§ **Supplied information**:
• • •

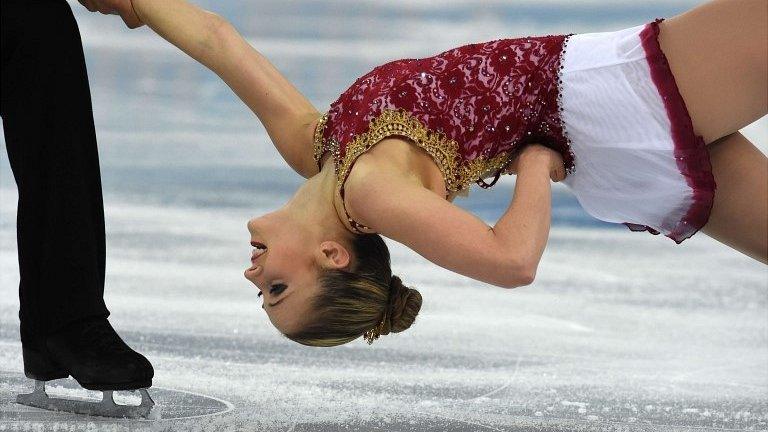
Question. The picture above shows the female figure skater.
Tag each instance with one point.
(640, 123)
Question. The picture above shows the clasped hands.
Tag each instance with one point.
(556, 165)
(115, 7)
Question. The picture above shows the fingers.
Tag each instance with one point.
(88, 5)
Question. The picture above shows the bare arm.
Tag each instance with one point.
(524, 227)
(288, 116)
(436, 229)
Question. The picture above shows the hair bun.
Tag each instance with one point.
(403, 306)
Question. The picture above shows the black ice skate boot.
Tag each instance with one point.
(98, 359)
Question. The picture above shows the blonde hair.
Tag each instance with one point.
(367, 301)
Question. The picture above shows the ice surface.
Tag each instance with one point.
(621, 331)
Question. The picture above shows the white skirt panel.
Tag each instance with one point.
(636, 159)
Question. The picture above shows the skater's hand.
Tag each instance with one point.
(115, 7)
(556, 165)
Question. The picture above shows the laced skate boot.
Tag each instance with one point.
(98, 359)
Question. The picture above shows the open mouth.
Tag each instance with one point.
(260, 248)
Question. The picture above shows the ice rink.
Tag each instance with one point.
(621, 331)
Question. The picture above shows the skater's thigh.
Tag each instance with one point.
(717, 53)
(739, 216)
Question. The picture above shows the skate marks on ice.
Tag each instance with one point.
(169, 403)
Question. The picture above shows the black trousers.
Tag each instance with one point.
(48, 125)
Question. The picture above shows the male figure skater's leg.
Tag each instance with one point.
(51, 142)
(49, 134)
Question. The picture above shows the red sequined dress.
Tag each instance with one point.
(606, 101)
(471, 108)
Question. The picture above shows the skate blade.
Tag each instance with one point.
(106, 408)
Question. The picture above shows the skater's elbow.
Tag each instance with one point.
(519, 276)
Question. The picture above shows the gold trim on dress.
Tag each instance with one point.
(457, 174)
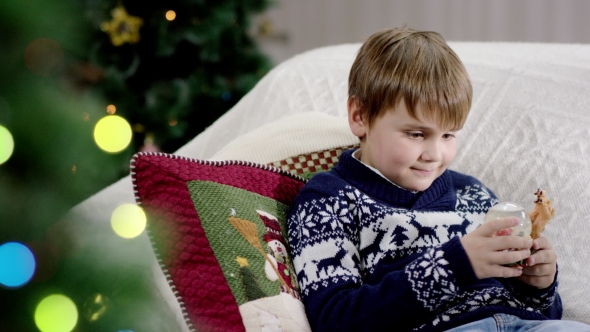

• • •

§ **Set task**:
Rewrite all the records above, replacing every "Tag" with "Mark" and keeping everything else the same. Leave the pictures out.

§ **Written response**:
Question. The picture above shows the female figure skater.
Mark each instance with one point.
(640, 123)
Question. The picture above shows the clasped hands.
Mark each instance with one point.
(556, 165)
(115, 7)
Question. The picture above shows the fingers.
Mark each instance with one point.
(88, 5)
Question. The picture above shows the bare arm.
Mark each instance with one point.
(524, 227)
(288, 116)
(436, 229)
Question. The picture above shows the hair bun.
Mark each instance with one point.
(403, 306)
Question. The picture above shows the black ice skate boot.
Mark each instance with one point.
(98, 359)
Question. The picture above shows the blonde hair.
Mark each instance with one point.
(367, 301)
Question. The picture above shows the ice surface.
Mark each instance with one point.
(621, 331)
Question. The picture above shows the white skirt panel.
Mark each instance with one point.
(636, 159)
Question. The picture above shows the skater's hand.
Mark each instance with one point.
(115, 7)
(556, 165)
Question. The picture above shows the laced skate boot.
Mark each instance with one point.
(98, 359)
Question. The picture above shows the open mouth.
Mark each instance with one point.
(260, 248)
Question. The picture above shows the ice rink.
Mark each instance with one point.
(621, 331)
Question. The picture above shows the skater's thigh.
Mark each instance with one point.
(717, 53)
(739, 216)
Question. The picture above shows the skate marks on ice.
Mark each instance with one point.
(169, 403)
Question. The picture above shows the black trousers.
Mark each instance with one point.
(48, 125)
Question. The picture above shows the male figure skater's leg.
Mark each instance with one point.
(51, 142)
(49, 134)
Question. The picture above shows the red sequined dress.
Mark each instance with one point.
(606, 101)
(471, 108)
Question. The picture above shows the skate blade.
Mark each instance with one point.
(106, 408)
Question. The picture above shows the skater's elbow.
Mark each instance with one point.
(519, 276)
Question. The picture above shows the gold trim on dress.
Mark each instance with one point.
(457, 174)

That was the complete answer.